Provided text
Research has found that the 2010-11 commercial honey production contributed $8.5 million and although Tasmania had just 2 per cent of Australia's registered beekeepers, it produced 4 per cent of the country's honey.
It was also found that Tasmania's beekeepers received the highest average price for their honey - Tasmanian honey producers can provide premium products, like Manuka and Leatherwood honey, that the broader Australian market could not easily offer.
Crop pollination, both paid - through beekeepers - and unpaid - through feral bee activity - were of enormous benefit to the economy.
The corporation found that 35 industries are dependent on honey bee pollination for most of their production, but due to the large number of feral honey bees in Australia, only a small proportion managed the process through paid services.
Although very difficult to accurately quantify, the value of these free pollination services would dwarf the value of honey production and paid pollination, the corporation found.

Dataset

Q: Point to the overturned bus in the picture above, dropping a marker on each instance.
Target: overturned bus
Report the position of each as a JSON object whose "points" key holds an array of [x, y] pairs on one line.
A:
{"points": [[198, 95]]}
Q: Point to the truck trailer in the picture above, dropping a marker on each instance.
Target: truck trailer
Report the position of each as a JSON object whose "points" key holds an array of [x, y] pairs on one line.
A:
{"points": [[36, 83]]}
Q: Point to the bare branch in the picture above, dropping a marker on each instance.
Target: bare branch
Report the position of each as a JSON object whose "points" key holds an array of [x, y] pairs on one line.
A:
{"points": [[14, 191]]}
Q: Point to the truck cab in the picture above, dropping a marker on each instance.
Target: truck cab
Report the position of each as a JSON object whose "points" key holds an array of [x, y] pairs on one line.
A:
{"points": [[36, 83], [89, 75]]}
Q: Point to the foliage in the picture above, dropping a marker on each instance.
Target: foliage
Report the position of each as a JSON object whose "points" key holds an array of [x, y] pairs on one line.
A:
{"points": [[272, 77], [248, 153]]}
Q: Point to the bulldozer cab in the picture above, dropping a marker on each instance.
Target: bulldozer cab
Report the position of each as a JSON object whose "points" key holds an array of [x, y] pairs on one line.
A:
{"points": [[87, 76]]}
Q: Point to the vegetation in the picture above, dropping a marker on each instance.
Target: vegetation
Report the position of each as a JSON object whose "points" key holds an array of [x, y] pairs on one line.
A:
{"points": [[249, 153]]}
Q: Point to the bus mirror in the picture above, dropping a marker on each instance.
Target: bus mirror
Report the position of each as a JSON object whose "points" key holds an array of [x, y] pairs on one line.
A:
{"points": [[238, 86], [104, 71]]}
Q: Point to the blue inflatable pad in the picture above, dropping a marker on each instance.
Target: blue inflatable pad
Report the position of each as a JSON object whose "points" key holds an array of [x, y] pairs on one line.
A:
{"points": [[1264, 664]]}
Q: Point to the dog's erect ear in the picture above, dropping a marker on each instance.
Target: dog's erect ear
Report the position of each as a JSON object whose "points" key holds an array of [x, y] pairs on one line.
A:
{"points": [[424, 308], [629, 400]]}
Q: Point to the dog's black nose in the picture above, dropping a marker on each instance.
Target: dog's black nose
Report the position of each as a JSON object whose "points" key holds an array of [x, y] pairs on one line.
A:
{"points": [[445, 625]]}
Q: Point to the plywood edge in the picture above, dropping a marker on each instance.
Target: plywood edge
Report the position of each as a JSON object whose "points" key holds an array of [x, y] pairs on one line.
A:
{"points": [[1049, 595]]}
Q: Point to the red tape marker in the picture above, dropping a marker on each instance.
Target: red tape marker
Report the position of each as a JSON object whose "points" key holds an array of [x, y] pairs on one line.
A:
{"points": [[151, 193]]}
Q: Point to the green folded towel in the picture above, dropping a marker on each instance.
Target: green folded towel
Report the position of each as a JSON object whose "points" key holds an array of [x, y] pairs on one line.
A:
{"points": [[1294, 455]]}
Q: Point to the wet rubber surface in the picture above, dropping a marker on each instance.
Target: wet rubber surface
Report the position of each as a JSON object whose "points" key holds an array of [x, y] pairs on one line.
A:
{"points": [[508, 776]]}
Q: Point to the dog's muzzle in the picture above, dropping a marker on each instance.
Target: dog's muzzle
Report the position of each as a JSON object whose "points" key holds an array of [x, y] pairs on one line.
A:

Requirement 1
From the passage on Tasmanian honey, extract everything from "It was also" down to "not easily offer.".
Requirement 2
According to the passage on Tasmanian honey, how many industries depend on honey bee pollination for most of their production?
Requirement 3
Continue the passage on Tasmanian honey and pollination from its final sentence.

Exercise output 1
It was also found that Tasmania's beekeepers received the highest average price for their honey - Tasmanian honey producers can provide premium products, like Manuka and Leatherwood honey, that the broader Australian market could not easily offer.

Exercise output 2
35 industries

Exercise output 3
Tasmanian crops highly dependent on bee pollination include carrots, cherries, apples, apricots, onions, brassicas, canola, lucerne and clover.
The corporation, in 2007, estimated that honey bees contributed directly to between $4 billion and $6 billion of agricultural production in Australia.
As Tasmania accounts for 3 per cent of the gross value of Australia's agricultural production, the corporation estimated that honey bees were responsible for between $120 to 180 million worth of agricultural production in Tasmania in 2007, which, assuming a 3 per cent growth rate, would now be about $140 to 210 million.
But former Tasmanian Crop Pollinating Association president John Siermicki, of Frankford, said that the honey industry, and the agricultural products that rely on bees for abundant pollination, would be put at risk should commercial GM crops be allowed in Tasmania.
"We can't export our honey into the EU if it's within five kilometres of a GM crop and we have to sign a statutory declaration to that effect," he said.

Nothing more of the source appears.